Texte du document
Dans ce texte, nous ne chercherons pas à imposer une lecture, mais à la proposer. Non pas pour opposer la foi chrétienne à la tradition juive, mais pour explorer, avec rigueur et respect, ce que la Torah elle-même semble annoncer lorsqu’on la lit à la lumière du Christ. Car si l’on accepte un instant de suspendre ses présupposés (comme nous le verrons dans la section suivante), la lecture chrétienne devient non seulement recevable, mais profondément cohérente.
II. Une question d’herméneutique : lire avec ou sans le Messie
Avant d’entrer dans le cœur du sujet, il est juste de poser une question que peu osent aborder en toute transparence : comment lisons-nous les textes bibliques ? Car la manière dont on interprète un texte dépend toujours, au moins en partie, de la position depuis laquelle on le lit. Ce principe, bien connu des sciences cognitives, de la critique littéraire et de la philosophie herméneutique, s’appelle un biais interprétatif. Il désigne le fait que notre lecture est toujours orientée par des grilles mentales, culturelles ou théologiques préexistantes. Cela ne signifie pas que toute lecture est fausse, mais qu’aucune lecture n’est parfaitement neutre.
Le philosophe juif Emmanuel Lévinas disait lui-même :
« Le texte biblique ne se donne jamais d’emblée. Il ne parle qu’à celui qui l’interroge. Et pour interroger, il faut déjà une attente. »(Lire les Écritures, 1982)
Autrement dit, toute lecture suppose une posture intérieure, une orientation du regard, un désir préexistant. Nous ne lisons jamais « à vide ».

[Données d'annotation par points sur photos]

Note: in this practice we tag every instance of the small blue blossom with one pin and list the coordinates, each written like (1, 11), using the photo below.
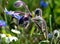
(18, 4)
(2, 23)
(43, 4)
(50, 35)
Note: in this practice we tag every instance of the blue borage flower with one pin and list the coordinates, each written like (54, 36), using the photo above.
(13, 14)
(18, 4)
(2, 23)
(50, 35)
(43, 4)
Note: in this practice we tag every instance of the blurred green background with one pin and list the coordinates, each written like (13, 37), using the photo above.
(33, 4)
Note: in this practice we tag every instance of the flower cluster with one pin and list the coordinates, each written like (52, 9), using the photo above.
(2, 23)
(43, 4)
(8, 38)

Consigne écrite 1
Peux-tu présenter sous forme de tableau Markdown les lignes de la liste allant de celle qui contient « Note: in this practice we tag every instance of the flower » jusqu'à la fin de la liste, ces deux bornes incluses ? Utilise les colonnes « Numéro » et « Ligne de la liste » et laisse de côté les lignes vides.
Consigne écrite 2
Peux-tu écrire la suite du texte sur la lecture de la Torah, à partir de l'endroit où il s'arrête ?
Le texte sur la lecture de la Torah et la liste n'ont aucun lien entre eux.

Résultat attendu 1
| Numéro | Ligne de la liste |
|---|---|
| 1 | Note: in this practice we tag every instance of the flower cluster with one pin and list the coordinates, each written like (52, 9), using the photo above. |
| 2 | (2, 23) |
| 3 | (43, 4) |
| 4 | (8, 38) |

Résultat attendu 2
Ainsi, un juif lisant Isaïe 53 ou Jérémie 31 y verra logiquement les échos de l’histoire du peuple d’Israël, de sa souffrance collective, de son espérance future. Un chrétien y reconnaîtra sans hésiter l’image du Messie souffrant, du Juste portant les fautes, du médiateur d’une alliance nouvelle. Ce sont deux cadres de lecture différents, enracinés dans des traditions distinctes, et chacun mérite d’être écouté dans sa cohérence propre.
Le rabbin Jonathan Sacks, dans son commentaire sur l’exégèse juive, note :
« Lire la Torah, c’est entrer dans une tradition d’interprétation vivante. […] Le sens ne se donne pas tout seul. Il dépend de la voix qui lit. »(Radical Then, Radical Now, 2001)
Mais alors, que se passe-t-il si l’on change volontairement de « voix » ? Si l’on tente, ne serait-ce qu’un instant, de lire les Écritures hébraïques depuis une autre posture de foi ?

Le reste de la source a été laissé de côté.